__Exercise details__
Copy the lines of the data below verbatim, from the line with "woman's left hand?" to the line with "[232,251,243,270]", both included.

Recorded data
<<<<
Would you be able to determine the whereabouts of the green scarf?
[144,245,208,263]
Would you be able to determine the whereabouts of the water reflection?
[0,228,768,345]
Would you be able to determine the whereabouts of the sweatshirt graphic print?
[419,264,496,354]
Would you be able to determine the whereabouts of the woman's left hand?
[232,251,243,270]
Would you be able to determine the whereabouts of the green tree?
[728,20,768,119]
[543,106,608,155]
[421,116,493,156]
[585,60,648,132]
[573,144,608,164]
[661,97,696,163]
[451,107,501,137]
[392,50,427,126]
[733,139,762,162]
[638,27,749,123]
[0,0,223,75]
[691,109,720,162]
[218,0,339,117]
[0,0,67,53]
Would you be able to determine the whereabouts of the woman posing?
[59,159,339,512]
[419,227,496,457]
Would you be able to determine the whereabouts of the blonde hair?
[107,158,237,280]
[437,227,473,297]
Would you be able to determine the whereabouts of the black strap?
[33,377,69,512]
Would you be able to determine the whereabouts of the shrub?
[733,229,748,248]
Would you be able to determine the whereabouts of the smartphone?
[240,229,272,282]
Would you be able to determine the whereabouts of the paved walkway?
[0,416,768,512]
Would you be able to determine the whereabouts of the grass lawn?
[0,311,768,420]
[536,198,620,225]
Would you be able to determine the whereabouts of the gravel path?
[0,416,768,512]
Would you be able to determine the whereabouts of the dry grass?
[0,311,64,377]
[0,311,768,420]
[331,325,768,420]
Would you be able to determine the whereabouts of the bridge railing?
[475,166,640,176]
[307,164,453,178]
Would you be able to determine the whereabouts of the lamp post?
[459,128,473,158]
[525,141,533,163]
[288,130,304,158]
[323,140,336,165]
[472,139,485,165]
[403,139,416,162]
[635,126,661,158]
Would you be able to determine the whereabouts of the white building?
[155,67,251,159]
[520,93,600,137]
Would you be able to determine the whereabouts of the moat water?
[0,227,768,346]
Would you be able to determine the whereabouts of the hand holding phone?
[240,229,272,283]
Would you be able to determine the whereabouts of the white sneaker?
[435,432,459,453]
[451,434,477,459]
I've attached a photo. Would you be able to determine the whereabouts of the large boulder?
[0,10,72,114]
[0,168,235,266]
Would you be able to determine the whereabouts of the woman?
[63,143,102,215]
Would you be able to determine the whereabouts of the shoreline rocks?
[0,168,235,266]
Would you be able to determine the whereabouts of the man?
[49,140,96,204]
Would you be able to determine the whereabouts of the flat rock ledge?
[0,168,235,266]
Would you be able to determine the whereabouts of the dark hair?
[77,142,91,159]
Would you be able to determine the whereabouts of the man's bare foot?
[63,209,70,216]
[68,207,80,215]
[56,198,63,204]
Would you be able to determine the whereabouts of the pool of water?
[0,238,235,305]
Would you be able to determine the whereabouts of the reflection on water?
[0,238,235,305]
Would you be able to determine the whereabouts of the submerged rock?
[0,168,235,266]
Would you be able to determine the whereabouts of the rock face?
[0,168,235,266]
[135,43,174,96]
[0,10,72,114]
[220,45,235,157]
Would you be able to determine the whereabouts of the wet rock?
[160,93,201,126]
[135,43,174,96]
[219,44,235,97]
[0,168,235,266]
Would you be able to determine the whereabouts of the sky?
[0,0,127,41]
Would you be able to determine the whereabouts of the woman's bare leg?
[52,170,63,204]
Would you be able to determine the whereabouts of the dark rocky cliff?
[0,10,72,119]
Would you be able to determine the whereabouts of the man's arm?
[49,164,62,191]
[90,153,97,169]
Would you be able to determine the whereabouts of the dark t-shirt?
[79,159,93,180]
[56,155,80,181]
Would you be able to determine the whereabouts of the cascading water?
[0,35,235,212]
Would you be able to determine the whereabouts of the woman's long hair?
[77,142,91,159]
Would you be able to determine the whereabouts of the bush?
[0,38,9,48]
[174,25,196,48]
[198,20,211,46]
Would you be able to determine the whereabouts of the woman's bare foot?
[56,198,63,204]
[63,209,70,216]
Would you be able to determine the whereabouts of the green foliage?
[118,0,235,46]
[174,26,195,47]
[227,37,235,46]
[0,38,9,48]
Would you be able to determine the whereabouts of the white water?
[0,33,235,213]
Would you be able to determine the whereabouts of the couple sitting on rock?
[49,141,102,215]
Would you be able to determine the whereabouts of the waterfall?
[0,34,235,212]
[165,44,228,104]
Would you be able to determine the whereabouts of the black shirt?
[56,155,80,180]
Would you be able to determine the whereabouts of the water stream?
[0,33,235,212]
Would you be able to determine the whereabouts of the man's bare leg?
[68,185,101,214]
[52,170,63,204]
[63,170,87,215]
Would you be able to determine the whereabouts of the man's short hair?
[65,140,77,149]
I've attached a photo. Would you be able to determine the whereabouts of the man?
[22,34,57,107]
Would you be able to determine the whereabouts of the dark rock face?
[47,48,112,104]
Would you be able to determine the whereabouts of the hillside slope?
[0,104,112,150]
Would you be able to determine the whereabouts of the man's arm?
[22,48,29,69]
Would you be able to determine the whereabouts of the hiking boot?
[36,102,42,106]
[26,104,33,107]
>>>>
__Answer to this task__
Would you be able to determine the whereabouts of the woman's left hand?
[232,251,243,270]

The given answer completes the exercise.